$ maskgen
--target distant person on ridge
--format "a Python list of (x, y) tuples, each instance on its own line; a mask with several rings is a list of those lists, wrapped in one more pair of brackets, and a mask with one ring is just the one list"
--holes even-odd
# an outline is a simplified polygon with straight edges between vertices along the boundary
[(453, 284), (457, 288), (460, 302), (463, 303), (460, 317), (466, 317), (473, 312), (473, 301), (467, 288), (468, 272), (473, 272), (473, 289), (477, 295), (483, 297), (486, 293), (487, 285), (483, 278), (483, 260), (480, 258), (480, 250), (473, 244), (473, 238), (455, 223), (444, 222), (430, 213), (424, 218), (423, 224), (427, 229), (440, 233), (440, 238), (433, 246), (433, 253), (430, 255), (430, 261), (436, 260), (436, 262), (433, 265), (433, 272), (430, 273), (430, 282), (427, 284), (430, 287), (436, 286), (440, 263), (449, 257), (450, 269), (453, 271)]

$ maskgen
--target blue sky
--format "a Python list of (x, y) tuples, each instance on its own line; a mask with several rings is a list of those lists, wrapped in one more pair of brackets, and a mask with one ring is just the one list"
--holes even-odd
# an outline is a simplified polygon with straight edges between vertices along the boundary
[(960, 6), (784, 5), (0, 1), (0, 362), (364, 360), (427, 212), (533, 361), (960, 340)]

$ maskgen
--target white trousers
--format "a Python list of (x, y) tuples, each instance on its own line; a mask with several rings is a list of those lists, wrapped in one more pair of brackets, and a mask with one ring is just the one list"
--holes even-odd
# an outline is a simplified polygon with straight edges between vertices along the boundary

* * *

Transcribe all of the data, keeping every line identical.

$ maskgen
--target distant person on ridge
--format "a Python list of (x, y) tuples, each instance on its own line; a mask with several rings is a list of those lists, wrapped in one more pair of brackets, and a mask with one ring is just the one list"
--holes even-odd
# an outline is a simplified polygon with straight edges between vertices along the boundary
[(453, 284), (457, 288), (460, 302), (463, 303), (460, 317), (466, 317), (473, 312), (473, 301), (467, 288), (468, 272), (473, 272), (473, 289), (477, 295), (483, 297), (486, 293), (487, 285), (483, 278), (483, 260), (480, 258), (480, 250), (473, 244), (473, 238), (455, 223), (444, 222), (430, 213), (424, 218), (423, 224), (427, 229), (440, 233), (440, 238), (433, 246), (433, 253), (430, 255), (430, 261), (436, 260), (436, 262), (433, 265), (433, 272), (430, 273), (430, 282), (427, 284), (430, 287), (436, 286), (440, 263), (449, 257), (450, 269), (453, 271)]

$ maskgen
--target blue sky
--format "a Python list of (x, y) tuples, each instance on its own line; a mask with several rings is a list of those lists, wrapped in one more pair of brackets, and a mask with one ring is just the one list"
--holes even-odd
# an outline is a simplified polygon with straight edges between vertices along the boundary
[(960, 6), (784, 5), (0, 1), (0, 362), (364, 360), (427, 212), (533, 361), (960, 340)]

$ maskgen
--target white trousers
--format "a Python list of (x, y) tuples, each instance on its own line; a mask with several rings is a list of those lists, wrapped in one more pair of brackets, and a mask with one ring is just the one list"
--holes even-odd
# an outline is a simplified polygon with straight edges between vertices along the boundary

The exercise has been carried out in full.